**Lines for bounding box labeling:**
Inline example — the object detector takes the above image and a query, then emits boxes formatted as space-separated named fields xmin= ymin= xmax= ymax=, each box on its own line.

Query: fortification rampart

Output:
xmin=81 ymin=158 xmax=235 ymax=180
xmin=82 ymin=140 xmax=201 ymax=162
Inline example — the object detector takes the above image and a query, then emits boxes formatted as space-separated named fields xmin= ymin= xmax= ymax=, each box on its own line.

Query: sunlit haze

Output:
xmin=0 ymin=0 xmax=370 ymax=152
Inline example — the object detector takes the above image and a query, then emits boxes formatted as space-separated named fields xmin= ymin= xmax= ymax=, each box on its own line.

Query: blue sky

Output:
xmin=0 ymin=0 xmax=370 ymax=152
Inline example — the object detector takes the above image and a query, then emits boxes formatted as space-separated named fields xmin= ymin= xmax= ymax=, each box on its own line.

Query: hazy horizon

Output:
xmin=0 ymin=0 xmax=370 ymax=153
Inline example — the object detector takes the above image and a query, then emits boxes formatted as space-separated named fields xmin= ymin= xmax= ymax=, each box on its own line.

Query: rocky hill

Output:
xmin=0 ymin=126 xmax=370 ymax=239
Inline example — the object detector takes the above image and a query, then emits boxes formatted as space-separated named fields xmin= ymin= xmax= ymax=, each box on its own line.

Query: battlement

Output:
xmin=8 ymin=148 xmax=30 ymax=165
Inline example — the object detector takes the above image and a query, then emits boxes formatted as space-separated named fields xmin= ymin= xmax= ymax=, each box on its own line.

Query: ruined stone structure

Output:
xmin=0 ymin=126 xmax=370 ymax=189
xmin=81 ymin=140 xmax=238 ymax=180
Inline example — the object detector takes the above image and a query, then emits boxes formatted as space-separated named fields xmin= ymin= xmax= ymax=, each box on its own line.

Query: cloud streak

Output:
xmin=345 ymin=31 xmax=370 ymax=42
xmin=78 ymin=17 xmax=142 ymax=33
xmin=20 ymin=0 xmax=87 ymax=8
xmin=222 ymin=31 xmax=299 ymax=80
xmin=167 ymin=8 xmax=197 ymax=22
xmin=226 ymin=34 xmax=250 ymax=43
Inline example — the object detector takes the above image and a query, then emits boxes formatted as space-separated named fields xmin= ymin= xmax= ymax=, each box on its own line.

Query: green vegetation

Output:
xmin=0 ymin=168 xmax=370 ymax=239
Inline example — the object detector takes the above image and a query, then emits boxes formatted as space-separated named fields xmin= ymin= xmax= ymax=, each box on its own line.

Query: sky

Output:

**EXERCISE REQUIREMENTS:**
Copy everything from the first line down through the line containing "xmin=8 ymin=148 xmax=30 ymax=165", substituting "rocky slope" for "rocky hill" and leaving the rest unchanged.

**THE SOLUTION:**
Inline example — the object detector takes the above image and a query, then emits boxes formatted as space-separated named fields xmin= ymin= xmax= ymax=, each box on its own line.

Query: fortification rampart

Output:
xmin=81 ymin=158 xmax=235 ymax=180
xmin=82 ymin=140 xmax=201 ymax=162
Inline example — the object detector takes the above image and a query, then emits boxes formatted as space-separated named fields xmin= ymin= xmax= ymax=, each box on its own line.

Query: sunlit haze

Output:
xmin=0 ymin=0 xmax=370 ymax=152
Inline example — the object detector takes the above image and a query, then emits boxes formatted as space-separated named fields xmin= ymin= xmax= ymax=, each box on its own line.

Query: blue sky

Output:
xmin=0 ymin=0 xmax=370 ymax=152
Inline example — the object detector takes the above image and a query, then emits boxes formatted as space-separated named fields xmin= ymin= xmax= ymax=, each box on its own line.

Query: hazy horizon

Output:
xmin=0 ymin=0 xmax=370 ymax=153
Inline example — the object detector takes the above image and a query, then emits boxes formatted as space-separated named fields xmin= ymin= xmax= ymax=, each box on its own line.

Query: rocky slope

Output:
xmin=0 ymin=126 xmax=370 ymax=239
Inline example — the object detector takes the above image and a query, then emits boxes formatted as space-separated named fields xmin= ymin= xmax= ymax=, each box on its own line.

Query: battlement

Output:
xmin=8 ymin=148 xmax=30 ymax=165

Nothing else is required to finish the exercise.